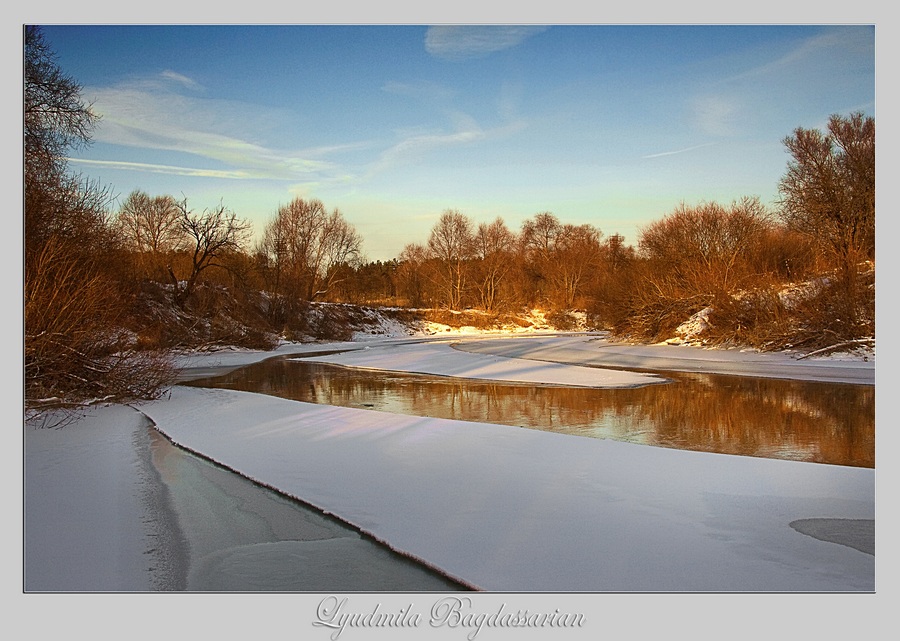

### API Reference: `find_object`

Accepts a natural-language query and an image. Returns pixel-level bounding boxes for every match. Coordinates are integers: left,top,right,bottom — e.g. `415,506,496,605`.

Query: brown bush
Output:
24,239,174,413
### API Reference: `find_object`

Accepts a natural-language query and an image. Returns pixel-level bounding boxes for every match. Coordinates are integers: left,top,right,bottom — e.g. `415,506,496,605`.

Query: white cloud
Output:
78,77,344,180
425,25,547,60
641,142,715,159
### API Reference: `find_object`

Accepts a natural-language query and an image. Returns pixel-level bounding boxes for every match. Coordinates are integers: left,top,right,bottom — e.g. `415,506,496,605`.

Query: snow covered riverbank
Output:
19,336,875,632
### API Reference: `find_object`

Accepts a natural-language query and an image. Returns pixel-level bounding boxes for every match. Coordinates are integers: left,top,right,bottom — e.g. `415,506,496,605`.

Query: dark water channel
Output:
188,357,875,468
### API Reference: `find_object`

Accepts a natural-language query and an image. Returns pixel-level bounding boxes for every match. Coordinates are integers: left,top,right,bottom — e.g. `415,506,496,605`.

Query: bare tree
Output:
114,190,184,273
428,209,475,310
168,199,250,307
258,198,362,300
397,243,429,307
520,212,602,309
116,190,183,255
778,113,875,274
638,197,770,294
474,218,516,311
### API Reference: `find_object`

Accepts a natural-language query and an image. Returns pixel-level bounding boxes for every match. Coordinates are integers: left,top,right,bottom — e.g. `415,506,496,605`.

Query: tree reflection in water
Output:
190,358,875,468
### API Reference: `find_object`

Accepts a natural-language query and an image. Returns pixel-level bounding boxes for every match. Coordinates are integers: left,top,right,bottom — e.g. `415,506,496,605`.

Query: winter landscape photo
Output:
21,23,876,639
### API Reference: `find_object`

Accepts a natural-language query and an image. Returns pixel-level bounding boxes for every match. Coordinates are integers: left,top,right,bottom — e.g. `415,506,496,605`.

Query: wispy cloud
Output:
641,142,715,159
76,71,348,180
690,94,745,137
68,158,257,180
381,80,457,102
425,25,547,60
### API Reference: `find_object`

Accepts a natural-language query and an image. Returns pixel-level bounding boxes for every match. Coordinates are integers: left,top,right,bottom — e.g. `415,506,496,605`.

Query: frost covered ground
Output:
19,335,875,638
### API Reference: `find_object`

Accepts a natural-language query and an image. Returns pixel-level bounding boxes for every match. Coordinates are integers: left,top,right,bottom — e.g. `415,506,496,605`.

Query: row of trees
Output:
24,27,875,412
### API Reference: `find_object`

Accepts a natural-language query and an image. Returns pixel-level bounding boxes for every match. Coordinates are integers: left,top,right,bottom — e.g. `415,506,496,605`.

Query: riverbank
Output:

----------------

Exercise objective.
Copy every line of the listing above that contains the string "riverbank", matching uppercase and lowercase exactly.

Answer to this task.
Query: snow covered riverbank
Query: riverbank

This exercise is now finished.